● **Work item**: Only the lines below from the one containing "written like (957,596)." through the last line should be set down, exactly as written and with no pictures.

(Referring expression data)
· · · · ·
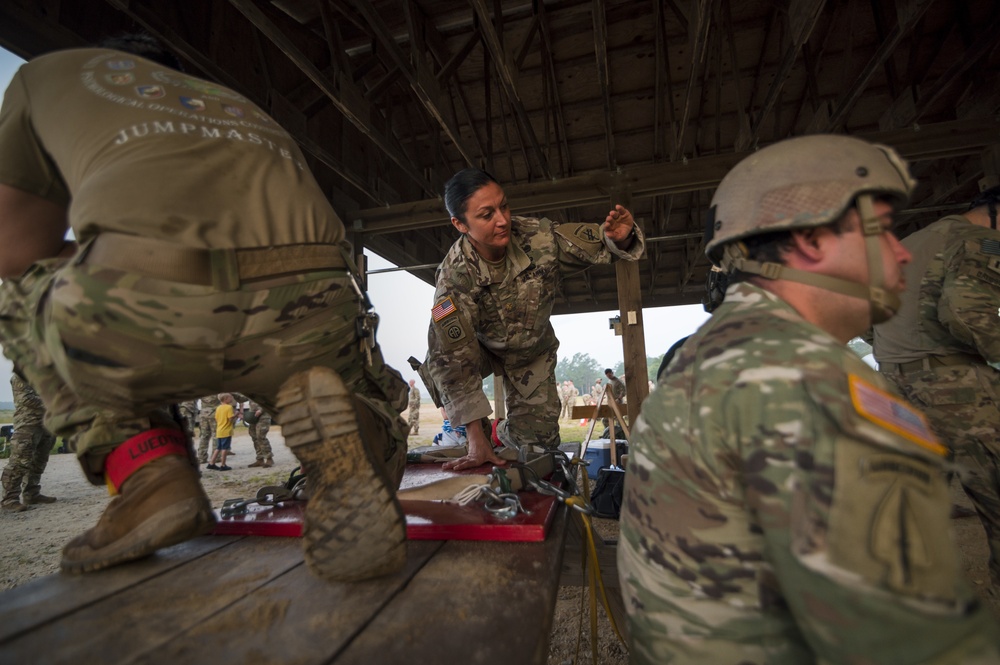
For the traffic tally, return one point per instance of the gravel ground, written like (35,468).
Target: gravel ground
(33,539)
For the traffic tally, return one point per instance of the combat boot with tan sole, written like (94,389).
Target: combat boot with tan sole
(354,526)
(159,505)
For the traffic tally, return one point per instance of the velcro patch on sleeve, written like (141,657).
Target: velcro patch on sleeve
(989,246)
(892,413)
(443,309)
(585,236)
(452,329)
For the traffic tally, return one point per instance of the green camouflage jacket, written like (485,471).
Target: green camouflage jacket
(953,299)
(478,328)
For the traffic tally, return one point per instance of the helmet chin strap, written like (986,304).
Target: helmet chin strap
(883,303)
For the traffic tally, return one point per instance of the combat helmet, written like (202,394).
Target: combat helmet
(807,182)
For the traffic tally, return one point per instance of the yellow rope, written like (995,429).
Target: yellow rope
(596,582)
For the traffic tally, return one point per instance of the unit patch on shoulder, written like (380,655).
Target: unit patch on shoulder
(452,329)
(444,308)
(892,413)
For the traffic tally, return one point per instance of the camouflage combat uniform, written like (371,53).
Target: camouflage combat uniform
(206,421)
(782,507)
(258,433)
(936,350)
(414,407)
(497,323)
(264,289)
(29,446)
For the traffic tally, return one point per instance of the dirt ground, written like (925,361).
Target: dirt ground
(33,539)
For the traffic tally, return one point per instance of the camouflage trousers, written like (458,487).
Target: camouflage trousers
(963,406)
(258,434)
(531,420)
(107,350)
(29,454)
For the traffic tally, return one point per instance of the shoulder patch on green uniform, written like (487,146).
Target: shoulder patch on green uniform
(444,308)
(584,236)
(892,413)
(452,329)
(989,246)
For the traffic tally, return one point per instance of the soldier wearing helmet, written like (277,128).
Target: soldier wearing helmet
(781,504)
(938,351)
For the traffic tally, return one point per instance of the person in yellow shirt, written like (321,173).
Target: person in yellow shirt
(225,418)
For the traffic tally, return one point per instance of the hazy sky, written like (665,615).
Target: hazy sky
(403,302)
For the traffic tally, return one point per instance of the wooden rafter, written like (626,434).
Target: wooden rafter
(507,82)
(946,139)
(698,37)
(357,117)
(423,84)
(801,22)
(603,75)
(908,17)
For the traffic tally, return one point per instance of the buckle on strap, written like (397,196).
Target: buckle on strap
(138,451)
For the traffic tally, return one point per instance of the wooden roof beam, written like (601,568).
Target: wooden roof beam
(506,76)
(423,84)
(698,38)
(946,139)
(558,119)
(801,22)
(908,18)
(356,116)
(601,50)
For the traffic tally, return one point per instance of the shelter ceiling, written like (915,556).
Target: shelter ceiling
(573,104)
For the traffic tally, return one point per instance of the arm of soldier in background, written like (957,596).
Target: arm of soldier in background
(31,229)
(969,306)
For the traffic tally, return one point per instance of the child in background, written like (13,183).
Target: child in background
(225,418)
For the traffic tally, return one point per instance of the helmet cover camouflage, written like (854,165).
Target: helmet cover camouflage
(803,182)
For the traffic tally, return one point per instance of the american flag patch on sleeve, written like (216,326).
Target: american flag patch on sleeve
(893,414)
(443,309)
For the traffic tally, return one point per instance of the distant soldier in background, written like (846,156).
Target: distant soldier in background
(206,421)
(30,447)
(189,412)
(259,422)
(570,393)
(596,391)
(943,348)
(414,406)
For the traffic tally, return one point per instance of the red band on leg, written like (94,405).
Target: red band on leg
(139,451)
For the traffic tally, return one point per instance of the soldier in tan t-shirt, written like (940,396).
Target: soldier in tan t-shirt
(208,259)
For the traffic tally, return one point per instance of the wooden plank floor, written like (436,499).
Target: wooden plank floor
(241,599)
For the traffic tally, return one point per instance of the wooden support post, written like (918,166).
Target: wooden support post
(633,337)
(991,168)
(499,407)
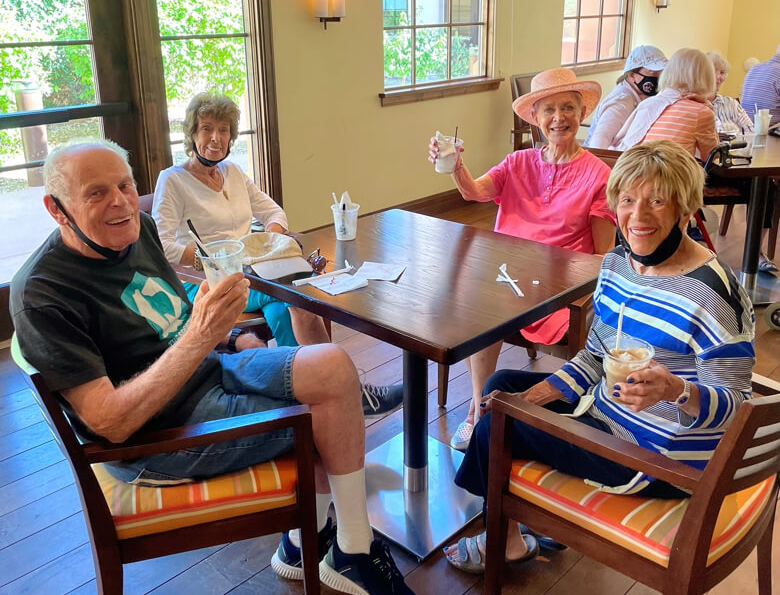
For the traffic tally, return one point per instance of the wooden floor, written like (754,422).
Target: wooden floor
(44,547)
· · · · ·
● **Answer to the problem**:
For the traffic tally, return one point per instance of the arm of soldier in background, written like (957,596).
Target: arm of soldier in background
(31,229)
(969,306)
For the traffic tally, return one point per instance of the child in background, written like (13,183).
Target: child in background
(225,418)
For the traffic tally, return one point per instance of the helmet cover camouflage, written like (854,165).
Target: helmet cover camouflage
(803,182)
For the traffic tally, return one point per instance of the american flag patch on sleeve, written like (216,326).
Target: american flag patch on sleeve
(893,414)
(443,309)
For the traffic tally, return one point per instance of the distant soldier in background, written like (846,156).
Target: distant soldier in background
(206,421)
(30,447)
(189,412)
(259,422)
(570,393)
(596,391)
(943,348)
(414,406)
For the traffic tally, return one point per instance of the red band on leg, written like (94,405).
Target: red band on leg
(139,451)
For the traffic tally, return one point per instance of the soldier in tan t-shirt, written like (940,396).
Target: soldier in tan t-shirt
(208,259)
For the traffic tally, return one point per instance of the wooden plank floor, written like (436,499).
Target: wooden plank floor
(241,599)
For the traffic tally, return one point per instance of the wooden support post, written like (918,166).
Target: wooden support post
(633,337)
(991,168)
(499,407)
For the traffic tally, return one point per instance of the wooden floor, written like (754,422).
Target: wooden floor
(44,547)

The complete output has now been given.